** Start DATASET ROWS **
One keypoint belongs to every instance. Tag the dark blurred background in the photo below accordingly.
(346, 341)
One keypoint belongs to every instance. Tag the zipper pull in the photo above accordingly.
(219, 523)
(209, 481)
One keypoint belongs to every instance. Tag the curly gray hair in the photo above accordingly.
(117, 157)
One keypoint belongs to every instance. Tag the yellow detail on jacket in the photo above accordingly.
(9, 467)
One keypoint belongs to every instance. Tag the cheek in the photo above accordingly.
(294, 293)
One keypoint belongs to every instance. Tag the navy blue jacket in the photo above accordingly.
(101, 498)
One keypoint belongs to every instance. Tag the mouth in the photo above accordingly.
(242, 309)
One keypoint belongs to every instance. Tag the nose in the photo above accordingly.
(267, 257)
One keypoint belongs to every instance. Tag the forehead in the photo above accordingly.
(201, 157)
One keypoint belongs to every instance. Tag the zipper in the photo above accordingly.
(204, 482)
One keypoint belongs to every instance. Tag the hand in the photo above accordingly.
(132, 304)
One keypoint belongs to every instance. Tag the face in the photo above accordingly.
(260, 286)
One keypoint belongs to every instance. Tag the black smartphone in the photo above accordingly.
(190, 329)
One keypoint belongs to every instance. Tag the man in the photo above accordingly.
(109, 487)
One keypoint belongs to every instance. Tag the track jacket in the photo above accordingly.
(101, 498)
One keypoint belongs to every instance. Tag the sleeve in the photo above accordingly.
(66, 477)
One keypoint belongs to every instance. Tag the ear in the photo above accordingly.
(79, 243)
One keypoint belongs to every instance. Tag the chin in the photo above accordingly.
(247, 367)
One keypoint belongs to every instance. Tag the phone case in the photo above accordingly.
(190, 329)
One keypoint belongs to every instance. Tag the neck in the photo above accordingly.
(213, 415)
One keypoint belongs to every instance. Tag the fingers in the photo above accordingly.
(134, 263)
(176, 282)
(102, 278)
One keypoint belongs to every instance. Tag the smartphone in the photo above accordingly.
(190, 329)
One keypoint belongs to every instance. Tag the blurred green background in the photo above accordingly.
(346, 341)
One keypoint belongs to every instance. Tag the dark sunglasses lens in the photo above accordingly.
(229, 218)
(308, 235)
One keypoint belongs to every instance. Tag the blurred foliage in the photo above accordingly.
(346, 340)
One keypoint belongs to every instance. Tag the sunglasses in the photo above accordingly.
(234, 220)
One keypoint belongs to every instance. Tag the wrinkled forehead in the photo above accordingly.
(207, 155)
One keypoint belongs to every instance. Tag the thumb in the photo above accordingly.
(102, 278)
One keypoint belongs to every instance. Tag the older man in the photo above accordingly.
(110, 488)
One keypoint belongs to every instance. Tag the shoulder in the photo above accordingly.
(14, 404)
** End DATASET ROWS **
** Start DATASET ROWS **
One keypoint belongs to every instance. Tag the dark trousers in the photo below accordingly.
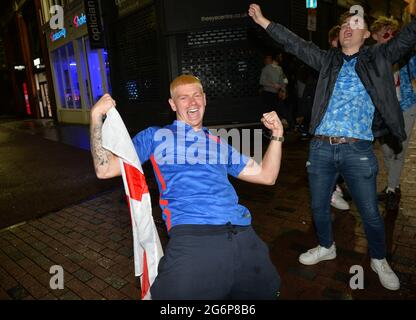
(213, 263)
** End DATASET ROWS **
** Start DATASET ROWS **
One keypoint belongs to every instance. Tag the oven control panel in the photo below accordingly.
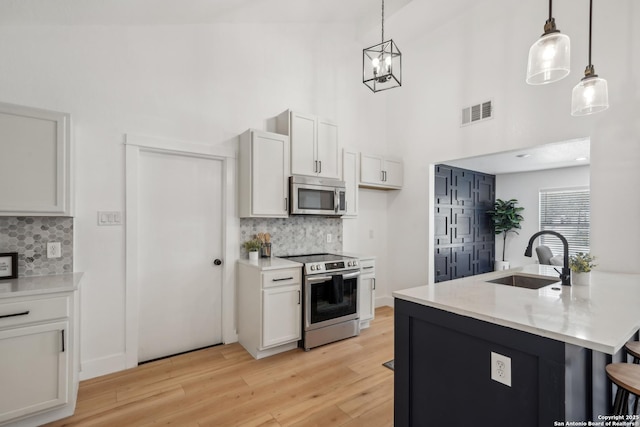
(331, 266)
** End DATASET ROWS **
» **SET PROBLEM**
Please report every line of the material above that contains the string "blurred". Case counts.

» **EXPECTED ANSWER**
One keypoint belongs to every instance. Tag the dark blurred background in the photo below accordingly.
One keypoint belongs to every instance. Tag the blurred green background in the photo above accordingly.
One keypoint belongs to every instance. Tag the blurred foliage in the photo above accordingly.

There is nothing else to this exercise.